**PROBLEM DESCRIPTION**
The data below is to be repeated in full, exactly as shown.

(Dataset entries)
---+---

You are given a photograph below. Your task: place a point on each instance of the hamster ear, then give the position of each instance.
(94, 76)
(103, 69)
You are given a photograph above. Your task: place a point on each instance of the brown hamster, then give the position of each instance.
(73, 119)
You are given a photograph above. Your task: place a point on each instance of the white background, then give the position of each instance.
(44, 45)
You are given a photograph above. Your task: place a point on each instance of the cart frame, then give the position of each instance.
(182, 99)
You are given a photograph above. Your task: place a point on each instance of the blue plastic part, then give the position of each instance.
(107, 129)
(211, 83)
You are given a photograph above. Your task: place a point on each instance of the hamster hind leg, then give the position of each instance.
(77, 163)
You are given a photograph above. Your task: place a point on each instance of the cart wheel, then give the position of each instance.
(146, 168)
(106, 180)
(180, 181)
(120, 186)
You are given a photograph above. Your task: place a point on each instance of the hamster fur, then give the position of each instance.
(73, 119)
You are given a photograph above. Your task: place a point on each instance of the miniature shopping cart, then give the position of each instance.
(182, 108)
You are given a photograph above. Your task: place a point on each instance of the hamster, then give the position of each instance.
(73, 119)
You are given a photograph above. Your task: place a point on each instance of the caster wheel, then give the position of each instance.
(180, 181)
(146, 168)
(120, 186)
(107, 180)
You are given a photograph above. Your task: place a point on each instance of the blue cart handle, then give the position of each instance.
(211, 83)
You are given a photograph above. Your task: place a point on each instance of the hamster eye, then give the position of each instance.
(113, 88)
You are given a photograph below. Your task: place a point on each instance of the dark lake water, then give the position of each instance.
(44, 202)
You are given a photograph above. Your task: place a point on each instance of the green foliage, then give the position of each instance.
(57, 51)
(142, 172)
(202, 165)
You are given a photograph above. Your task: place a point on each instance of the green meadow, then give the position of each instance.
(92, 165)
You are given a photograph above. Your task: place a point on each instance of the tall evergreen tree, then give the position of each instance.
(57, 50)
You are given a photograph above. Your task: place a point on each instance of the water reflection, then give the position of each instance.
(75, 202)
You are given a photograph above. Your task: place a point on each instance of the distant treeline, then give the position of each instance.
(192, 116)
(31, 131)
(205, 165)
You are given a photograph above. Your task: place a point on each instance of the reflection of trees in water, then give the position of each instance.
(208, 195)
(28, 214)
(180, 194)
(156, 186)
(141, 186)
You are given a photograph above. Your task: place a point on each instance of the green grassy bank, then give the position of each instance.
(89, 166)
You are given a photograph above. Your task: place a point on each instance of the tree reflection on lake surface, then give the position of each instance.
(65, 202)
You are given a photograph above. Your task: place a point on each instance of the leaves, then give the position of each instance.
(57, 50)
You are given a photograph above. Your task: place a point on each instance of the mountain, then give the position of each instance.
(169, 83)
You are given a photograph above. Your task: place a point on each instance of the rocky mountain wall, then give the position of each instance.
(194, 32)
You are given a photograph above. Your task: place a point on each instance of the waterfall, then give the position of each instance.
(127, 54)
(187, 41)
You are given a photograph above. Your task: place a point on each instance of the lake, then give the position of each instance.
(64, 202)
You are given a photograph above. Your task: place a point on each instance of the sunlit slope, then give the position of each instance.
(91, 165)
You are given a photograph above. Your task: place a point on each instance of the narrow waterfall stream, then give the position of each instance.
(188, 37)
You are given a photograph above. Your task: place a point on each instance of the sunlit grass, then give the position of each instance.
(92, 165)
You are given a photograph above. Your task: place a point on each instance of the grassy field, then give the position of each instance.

---+---

**RESULT OF THE TASK**
You are given a photograph below. Your task: place a point on each instance of the hamster ear, then give the position of each instance.
(94, 76)
(103, 69)
You are given a photograph above. Your task: place a point on each instance of the brown hamster, then give the position of each instance.
(73, 119)
You are given a photograph above. Your task: place a point on each instance of the white background, then give the position of each instance.
(44, 45)
You are given a photograph above. Your task: place a point on each instance of the cart frame, then give the position of each instance.
(182, 99)
You are given a photograph above. Your task: place a point on each instance of the blue plastic part, then give the position of each instance.
(107, 129)
(211, 83)
You are given a photograph above. Your task: place a point on each instance of the hamster hind leg, then give the position of each instance.
(77, 163)
You are given a photograph above. Your task: place a point on each instance of the cart wheel, then give the position of each instance.
(146, 168)
(106, 180)
(180, 181)
(120, 186)
You are given a photograph above. Your task: place a point on each instance of the hamster fur, then give the position of each instance.
(73, 119)
You are given a photograph above. Your task: place a point on each instance of the miniature shopping cart, then give the position of each instance.
(182, 108)
You are given a photograph above. Your task: place a point on each instance of the hamster, then give the position of each instance.
(73, 119)
You are given a photograph above. Your task: place a point on each instance of the caster wheel, then give the position of each instance.
(180, 181)
(146, 168)
(120, 186)
(107, 180)
You are given a photograph above. Your task: place a point on each instance of the blue cart handle, then give the position of each instance.
(211, 83)
You are given a photograph above. Your task: place a point on each instance of the hamster eye, then give the position of each instance.
(113, 88)
You are given a photograph below. Your task: place a point on each instance of the dark lake water, then give the position of each instance.
(44, 202)
You are given a photograph above. Your task: place a point on each instance of the green foliage, then give the position of each instance.
(57, 51)
(142, 172)
(202, 165)
You are given a photograph above. Your task: place a point on each instance of the green meadow, then give the position of each instance.
(92, 165)
You are given a photograph above. Your task: place a point on each instance of the tall evergreen tree, then give the position of each instance.
(57, 50)
You are given a photograph above. Your task: place a point on each instance of the water reflection, then give the position of each instance.
(75, 202)
You are given a photograph above. Your task: place a point on each instance of the distant treeline, then give the position of each instance.
(192, 116)
(31, 131)
(205, 165)
You are given a photograph above. Your task: place a point on each instance of the reflection of trees in water, then give the position of each instance.
(208, 195)
(28, 214)
(180, 194)
(156, 186)
(141, 186)
You are given a photograph above. Your task: place a point on each instance of the green grassy bank, then give the position of each instance.
(89, 166)
You are given a photograph above. Your task: place a point on each instance of the tree reflection on lake surface, then give the position of each instance.
(65, 202)
You are given a photograph above. Your task: place a point on each instance of the leaves, then give the position of each instance.
(57, 50)
You are given a photograph above. Your task: place a point on each instance of the mountain, then give the position of each instance.
(169, 83)
You are given a photograph above. Your task: place a point on each instance of the rocky mountain wall, then give the position of each instance.
(194, 32)
You are given a photograph above. Your task: place a point on each instance of the waterfall, then give the position of each instance.
(127, 54)
(187, 41)
You are given a photograph above. Your task: place a point on each instance of the lake, then give the position of each instance.
(64, 202)
You are given a photograph above. Your task: place a point on each instance of the sunlit slope, then give the position of each instance.
(91, 165)
You are given a photograph above. Your task: place a point on each instance of the narrow waterfall stream, then give the position of each instance.
(188, 37)
You are given a photograph above. Your task: place a point on each instance of the sunlit grass, then give the position of each instance.
(92, 165)
You are given a photograph above. Your task: place a point on each instance of the grassy field, then give the position of each instance.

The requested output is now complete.